---------- Input records
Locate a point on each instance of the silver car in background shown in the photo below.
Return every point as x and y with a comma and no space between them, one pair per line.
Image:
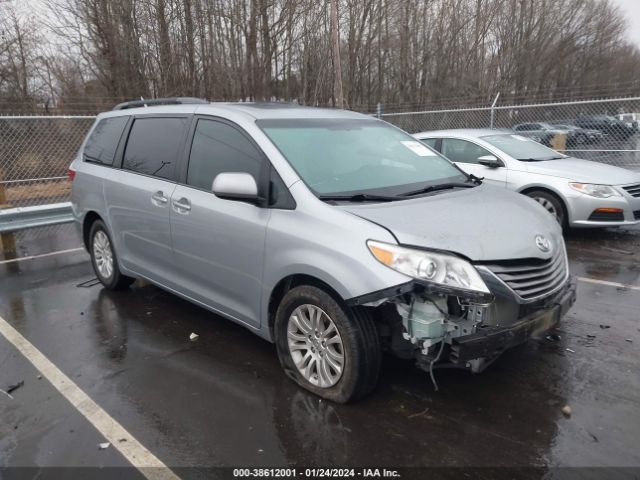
332,234
578,193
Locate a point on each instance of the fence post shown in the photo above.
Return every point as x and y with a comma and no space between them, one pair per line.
7,240
493,111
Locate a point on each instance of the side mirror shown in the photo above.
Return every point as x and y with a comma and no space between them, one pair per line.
236,186
489,161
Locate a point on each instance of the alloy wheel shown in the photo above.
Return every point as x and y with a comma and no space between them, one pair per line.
103,254
315,346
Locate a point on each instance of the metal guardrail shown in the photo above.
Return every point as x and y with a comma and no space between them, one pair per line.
20,218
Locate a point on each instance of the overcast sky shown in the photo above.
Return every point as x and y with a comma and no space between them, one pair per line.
631,9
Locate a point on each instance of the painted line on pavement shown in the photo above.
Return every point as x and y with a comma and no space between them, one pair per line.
43,255
130,448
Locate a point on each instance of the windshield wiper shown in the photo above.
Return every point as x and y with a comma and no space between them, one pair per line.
474,179
434,188
539,159
358,197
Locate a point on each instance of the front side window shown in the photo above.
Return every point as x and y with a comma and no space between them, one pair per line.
352,156
430,142
103,142
522,148
462,151
220,148
154,145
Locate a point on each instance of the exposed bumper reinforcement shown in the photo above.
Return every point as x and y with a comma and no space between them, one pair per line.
492,342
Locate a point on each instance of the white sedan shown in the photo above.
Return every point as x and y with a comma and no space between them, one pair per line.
579,193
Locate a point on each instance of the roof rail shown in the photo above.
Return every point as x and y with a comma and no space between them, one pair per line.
159,101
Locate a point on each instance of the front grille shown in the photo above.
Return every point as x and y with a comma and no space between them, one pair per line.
633,190
597,216
533,277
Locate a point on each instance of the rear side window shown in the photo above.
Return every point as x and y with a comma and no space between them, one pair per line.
219,148
154,145
103,142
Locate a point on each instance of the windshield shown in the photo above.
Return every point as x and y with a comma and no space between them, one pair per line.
355,156
522,148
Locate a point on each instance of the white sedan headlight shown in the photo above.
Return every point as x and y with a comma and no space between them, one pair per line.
593,190
438,268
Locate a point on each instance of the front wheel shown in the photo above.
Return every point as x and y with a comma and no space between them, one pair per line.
325,347
552,204
104,260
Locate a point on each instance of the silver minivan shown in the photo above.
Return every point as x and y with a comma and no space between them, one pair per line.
332,234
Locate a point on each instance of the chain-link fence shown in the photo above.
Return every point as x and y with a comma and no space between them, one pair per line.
600,130
35,153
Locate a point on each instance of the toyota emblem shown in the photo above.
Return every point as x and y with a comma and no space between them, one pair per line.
543,243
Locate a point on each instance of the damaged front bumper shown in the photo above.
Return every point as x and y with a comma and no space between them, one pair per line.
442,329
489,342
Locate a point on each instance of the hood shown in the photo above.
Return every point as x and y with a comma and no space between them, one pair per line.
584,171
482,223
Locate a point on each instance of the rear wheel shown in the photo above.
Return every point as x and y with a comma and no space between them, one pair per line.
551,203
104,260
325,347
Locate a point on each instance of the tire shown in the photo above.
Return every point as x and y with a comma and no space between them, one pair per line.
552,204
104,259
357,340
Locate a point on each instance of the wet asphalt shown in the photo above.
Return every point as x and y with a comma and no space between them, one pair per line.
223,400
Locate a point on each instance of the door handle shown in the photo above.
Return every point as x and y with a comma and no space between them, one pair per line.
159,199
182,206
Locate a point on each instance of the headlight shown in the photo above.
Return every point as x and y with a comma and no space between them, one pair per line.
437,268
593,190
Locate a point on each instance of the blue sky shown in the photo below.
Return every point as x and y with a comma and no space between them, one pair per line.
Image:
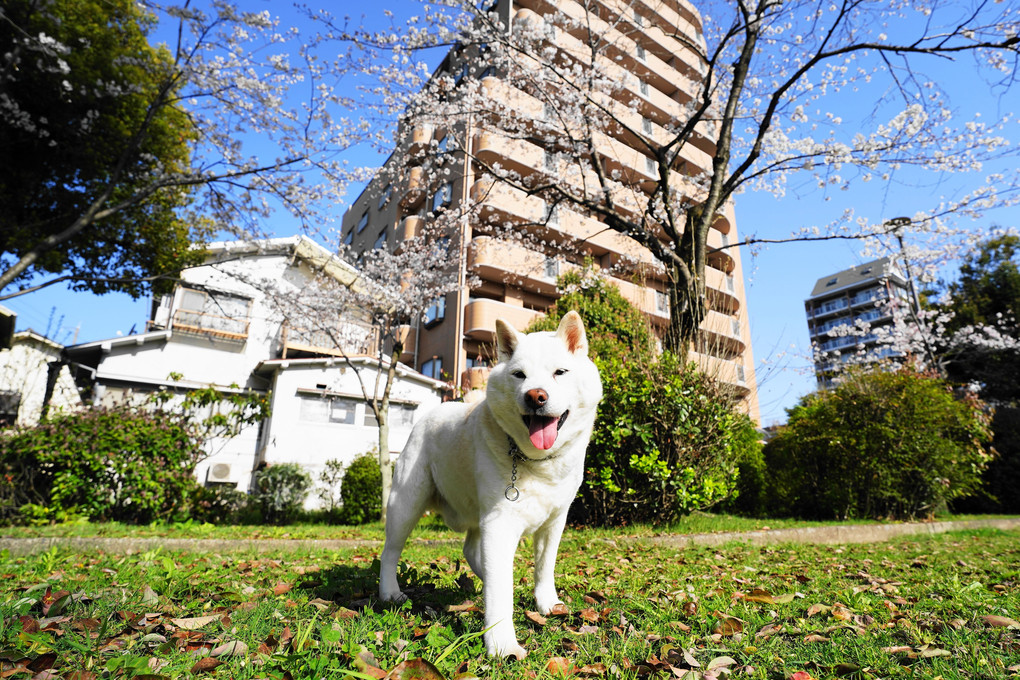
777,277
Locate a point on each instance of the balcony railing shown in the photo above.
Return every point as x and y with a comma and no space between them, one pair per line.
341,337
188,320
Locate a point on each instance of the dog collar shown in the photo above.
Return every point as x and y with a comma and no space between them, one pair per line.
511,492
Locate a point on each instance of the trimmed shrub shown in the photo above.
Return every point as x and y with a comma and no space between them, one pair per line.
361,490
663,445
880,445
666,440
279,491
122,464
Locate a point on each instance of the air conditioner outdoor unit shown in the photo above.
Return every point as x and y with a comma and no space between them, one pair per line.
218,472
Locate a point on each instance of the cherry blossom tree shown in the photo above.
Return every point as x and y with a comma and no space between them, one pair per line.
233,119
768,99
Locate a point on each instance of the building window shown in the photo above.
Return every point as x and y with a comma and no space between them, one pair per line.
661,302
443,197
436,312
432,368
385,197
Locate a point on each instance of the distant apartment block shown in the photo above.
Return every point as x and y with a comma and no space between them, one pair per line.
846,308
659,47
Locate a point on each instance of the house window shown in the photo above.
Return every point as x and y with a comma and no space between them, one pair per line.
443,197
552,216
549,161
10,402
338,410
432,368
436,312
212,313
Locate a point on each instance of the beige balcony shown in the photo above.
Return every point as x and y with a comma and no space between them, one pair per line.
723,370
501,261
480,315
415,191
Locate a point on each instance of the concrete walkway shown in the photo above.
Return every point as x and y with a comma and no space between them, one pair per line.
856,533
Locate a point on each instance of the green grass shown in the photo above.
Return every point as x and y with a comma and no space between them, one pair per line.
911,608
428,528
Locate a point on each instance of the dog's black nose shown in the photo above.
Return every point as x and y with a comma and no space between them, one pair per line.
537,398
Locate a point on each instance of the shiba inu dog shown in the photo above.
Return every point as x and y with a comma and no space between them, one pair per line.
503,467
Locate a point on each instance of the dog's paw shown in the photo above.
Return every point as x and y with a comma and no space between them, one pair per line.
395,597
507,650
546,604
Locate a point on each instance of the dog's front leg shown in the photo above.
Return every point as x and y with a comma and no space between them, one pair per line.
547,542
499,543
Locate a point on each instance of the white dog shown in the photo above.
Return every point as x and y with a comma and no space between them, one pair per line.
504,467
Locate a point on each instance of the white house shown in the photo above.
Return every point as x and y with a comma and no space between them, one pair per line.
33,374
222,326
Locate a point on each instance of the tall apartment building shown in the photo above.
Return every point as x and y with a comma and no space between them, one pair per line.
517,282
855,298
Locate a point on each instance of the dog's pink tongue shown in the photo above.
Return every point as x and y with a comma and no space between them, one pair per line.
543,431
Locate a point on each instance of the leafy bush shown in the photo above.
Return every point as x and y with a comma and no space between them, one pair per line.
896,445
218,505
123,464
279,491
361,490
666,439
663,443
1002,478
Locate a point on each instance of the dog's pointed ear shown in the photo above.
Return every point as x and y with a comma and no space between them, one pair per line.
506,340
571,331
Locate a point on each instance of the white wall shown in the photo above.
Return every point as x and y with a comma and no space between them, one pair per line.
296,435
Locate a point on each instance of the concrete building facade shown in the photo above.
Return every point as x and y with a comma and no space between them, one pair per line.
517,281
846,309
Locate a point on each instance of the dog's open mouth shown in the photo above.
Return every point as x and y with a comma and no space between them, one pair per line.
543,429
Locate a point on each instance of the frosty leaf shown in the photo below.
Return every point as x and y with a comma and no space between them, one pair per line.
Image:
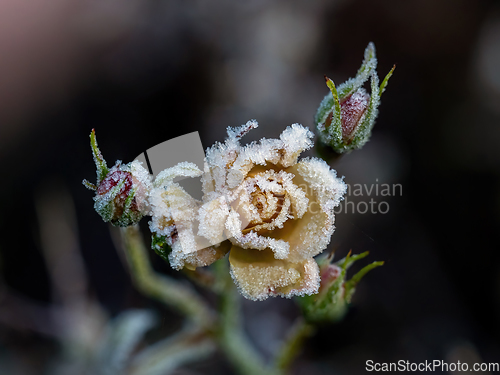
350,286
89,185
160,246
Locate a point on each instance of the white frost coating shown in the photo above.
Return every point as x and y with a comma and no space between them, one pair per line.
276,212
258,282
212,217
185,169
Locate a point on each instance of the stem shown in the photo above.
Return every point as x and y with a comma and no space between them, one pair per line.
171,292
231,337
292,345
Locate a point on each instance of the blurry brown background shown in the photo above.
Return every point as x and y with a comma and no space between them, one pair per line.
142,72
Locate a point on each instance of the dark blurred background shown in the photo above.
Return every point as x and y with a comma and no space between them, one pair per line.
142,72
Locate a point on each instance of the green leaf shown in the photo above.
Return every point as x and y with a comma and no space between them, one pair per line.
160,246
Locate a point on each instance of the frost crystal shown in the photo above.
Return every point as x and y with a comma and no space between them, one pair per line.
346,116
271,212
121,192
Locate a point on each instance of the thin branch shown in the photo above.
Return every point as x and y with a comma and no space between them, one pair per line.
171,292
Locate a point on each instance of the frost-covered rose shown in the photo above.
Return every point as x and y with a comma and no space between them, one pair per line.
271,212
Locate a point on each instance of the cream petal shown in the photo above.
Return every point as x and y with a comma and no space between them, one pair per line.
199,258
258,275
310,235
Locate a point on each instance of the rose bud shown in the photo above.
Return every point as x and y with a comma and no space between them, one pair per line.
121,192
335,292
345,117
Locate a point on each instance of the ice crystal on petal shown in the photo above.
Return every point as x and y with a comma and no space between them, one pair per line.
260,197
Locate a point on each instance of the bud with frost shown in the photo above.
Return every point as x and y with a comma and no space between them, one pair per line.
335,292
270,211
121,192
345,118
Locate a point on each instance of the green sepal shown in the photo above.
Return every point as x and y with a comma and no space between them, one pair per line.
328,118
160,246
386,80
100,163
89,185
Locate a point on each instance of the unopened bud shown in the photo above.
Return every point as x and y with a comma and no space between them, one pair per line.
121,192
335,292
345,118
--------------------
> What is required:
Write out the lines above, starting at the line that contains "Locate a point on each instance of the ice" and ending with the final line, and nothing else; copy them exactly.

> Solution:
Locate a point on each instance of the ice crystal on petal shown in the photo above.
Return every point as x and y with a comma and no space between them, one pair per line.
260,197
Locate a point on each instance of the bud with frost shown in the photo above.
Return every point as x and y with a comma and no space between them, one pair per line.
335,292
270,211
121,192
345,118
Locate a point on each instance of the green sepal shown in the photo above.
Return every point as x and y with a comma and no space between them, one pair per line.
328,118
160,246
386,80
100,163
89,185
Locate a point on each instance of the unopened bud shown in the photo above.
Return every point as x and y with a comma and no space between them, one pair per line.
121,192
335,292
345,118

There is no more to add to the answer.